§ DOCUMENT SEGMENT:
··········

Amastra subobscura is a species of air-breathing land snail, a terrestrial pulmonate gastropod mollusc in the family Amastridae.

- Subspecies
- Amastra subobscura puella Pilsbry & C. M. Cooke, 1914
- Amastra subobscura subobscura Hyatt & Pilsbry, 1911

==Description==
The length of the shell attains 11.9 mm, its diameter 6 mm.

(Original description) The shell contains 6 whorls. The shell is minutely perforate, oblong-conic, and relatively thin with a slight sheen. The spire's outlines are nearly straight. The whorls of the protoconch are reddish-brown, with a smooth initial half-whorl followed by a coarsely costate whorl that is carinated just above the suture. The subsequent whorl is finely and densely costulate, with a subtle angularity near the lower suture.

··········

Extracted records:
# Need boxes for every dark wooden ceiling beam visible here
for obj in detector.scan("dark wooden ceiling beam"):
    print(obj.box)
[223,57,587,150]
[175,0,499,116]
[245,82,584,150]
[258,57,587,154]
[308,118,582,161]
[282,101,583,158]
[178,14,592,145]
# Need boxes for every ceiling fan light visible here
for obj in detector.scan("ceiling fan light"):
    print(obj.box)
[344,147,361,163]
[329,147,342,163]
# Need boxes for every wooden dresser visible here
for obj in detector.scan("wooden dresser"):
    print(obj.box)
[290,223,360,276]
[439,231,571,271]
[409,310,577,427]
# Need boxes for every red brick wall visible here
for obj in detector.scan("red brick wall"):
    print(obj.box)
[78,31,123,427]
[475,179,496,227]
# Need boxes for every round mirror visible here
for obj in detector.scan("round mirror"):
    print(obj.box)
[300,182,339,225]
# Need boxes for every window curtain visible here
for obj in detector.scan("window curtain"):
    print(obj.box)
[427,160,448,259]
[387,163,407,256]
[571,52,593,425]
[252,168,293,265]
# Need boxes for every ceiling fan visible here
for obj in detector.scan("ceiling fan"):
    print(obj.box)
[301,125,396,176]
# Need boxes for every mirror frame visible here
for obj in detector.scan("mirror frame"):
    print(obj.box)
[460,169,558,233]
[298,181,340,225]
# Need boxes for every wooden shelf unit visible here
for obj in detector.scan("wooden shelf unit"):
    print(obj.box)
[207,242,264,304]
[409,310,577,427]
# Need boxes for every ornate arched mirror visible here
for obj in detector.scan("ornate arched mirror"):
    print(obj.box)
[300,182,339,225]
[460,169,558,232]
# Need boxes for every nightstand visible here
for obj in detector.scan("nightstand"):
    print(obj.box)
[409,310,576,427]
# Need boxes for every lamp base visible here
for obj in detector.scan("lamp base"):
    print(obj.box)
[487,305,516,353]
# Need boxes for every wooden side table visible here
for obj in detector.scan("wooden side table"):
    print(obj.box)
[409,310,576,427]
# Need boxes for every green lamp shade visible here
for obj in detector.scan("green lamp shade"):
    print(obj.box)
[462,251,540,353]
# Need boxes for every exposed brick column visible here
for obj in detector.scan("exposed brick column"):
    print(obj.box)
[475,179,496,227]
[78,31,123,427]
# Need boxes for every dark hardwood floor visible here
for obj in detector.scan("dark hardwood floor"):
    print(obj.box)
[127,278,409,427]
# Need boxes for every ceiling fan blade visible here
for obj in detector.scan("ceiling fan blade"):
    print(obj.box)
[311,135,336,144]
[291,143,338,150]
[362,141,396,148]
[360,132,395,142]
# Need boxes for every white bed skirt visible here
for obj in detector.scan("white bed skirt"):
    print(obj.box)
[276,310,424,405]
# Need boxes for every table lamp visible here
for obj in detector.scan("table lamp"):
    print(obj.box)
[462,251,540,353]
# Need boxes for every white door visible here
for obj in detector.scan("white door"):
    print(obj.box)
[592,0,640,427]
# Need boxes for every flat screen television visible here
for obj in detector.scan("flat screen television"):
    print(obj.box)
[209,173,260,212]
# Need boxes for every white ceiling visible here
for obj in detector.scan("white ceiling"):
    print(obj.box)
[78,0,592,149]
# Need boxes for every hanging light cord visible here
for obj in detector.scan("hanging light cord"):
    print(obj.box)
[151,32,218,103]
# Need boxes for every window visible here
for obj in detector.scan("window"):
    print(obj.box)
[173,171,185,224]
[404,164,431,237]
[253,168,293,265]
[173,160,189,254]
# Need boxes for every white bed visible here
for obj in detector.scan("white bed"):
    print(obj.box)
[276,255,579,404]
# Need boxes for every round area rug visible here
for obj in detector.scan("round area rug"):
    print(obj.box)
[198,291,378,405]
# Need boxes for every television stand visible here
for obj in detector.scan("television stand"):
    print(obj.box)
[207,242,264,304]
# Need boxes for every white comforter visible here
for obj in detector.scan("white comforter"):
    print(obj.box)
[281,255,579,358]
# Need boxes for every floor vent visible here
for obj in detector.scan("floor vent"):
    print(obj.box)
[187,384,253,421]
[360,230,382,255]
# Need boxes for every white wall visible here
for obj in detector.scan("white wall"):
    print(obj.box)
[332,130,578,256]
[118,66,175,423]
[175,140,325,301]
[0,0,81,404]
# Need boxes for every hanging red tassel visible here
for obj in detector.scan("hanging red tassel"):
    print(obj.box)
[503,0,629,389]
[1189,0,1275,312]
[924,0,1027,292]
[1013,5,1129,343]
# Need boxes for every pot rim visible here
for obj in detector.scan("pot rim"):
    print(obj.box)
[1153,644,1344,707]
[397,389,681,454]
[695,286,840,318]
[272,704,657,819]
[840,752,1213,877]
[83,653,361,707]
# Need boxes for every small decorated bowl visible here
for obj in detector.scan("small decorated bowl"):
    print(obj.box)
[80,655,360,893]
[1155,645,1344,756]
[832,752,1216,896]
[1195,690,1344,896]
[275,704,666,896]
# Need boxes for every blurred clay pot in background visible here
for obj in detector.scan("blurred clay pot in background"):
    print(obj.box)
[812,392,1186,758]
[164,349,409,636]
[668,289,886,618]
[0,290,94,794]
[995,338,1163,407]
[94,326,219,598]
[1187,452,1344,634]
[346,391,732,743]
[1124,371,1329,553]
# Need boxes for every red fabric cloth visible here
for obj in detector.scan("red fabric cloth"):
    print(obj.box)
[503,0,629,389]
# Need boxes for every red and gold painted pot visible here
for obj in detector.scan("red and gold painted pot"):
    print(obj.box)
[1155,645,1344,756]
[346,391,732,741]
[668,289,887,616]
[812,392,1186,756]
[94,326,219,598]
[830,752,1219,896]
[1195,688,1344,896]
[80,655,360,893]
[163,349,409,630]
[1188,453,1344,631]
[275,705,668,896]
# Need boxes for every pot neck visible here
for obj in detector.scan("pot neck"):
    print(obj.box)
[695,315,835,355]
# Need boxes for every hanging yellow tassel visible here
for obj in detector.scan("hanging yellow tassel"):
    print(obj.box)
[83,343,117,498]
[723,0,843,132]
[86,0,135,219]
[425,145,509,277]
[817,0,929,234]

··········

§ REQUIRED ACTION 1:
Answer these from the text on Amastra subobscura:
(a) In which family is the species placed?
(b) What length does the shell attain?
(c) How many whorls does the original description give the shell?
§ REQUIRED ACTION 2: Pick up the text on Amastra subobscura after its last sentence and continue it.

§ YOUR RESPONSE 1:
(a) Amastridae
(b) 11.9 mm
(c) 6

§ YOUR RESPONSE 2:
The later whorls are convex, adorned with growth wrinkles and subplicate ridges just below the suture. They are pale fleshy-gray, partially covered by a very thin, smooth olivaceous cuticle, which is darkest on the latter half of the body whorl and absent near the aperture.

The aperture is pinkish-white, with the outer lip remaining unthickened. The parietal callus is whitish and moderately thick.

==Distribution==
This species is endemic to Hawaii, occurring on Molokai Island.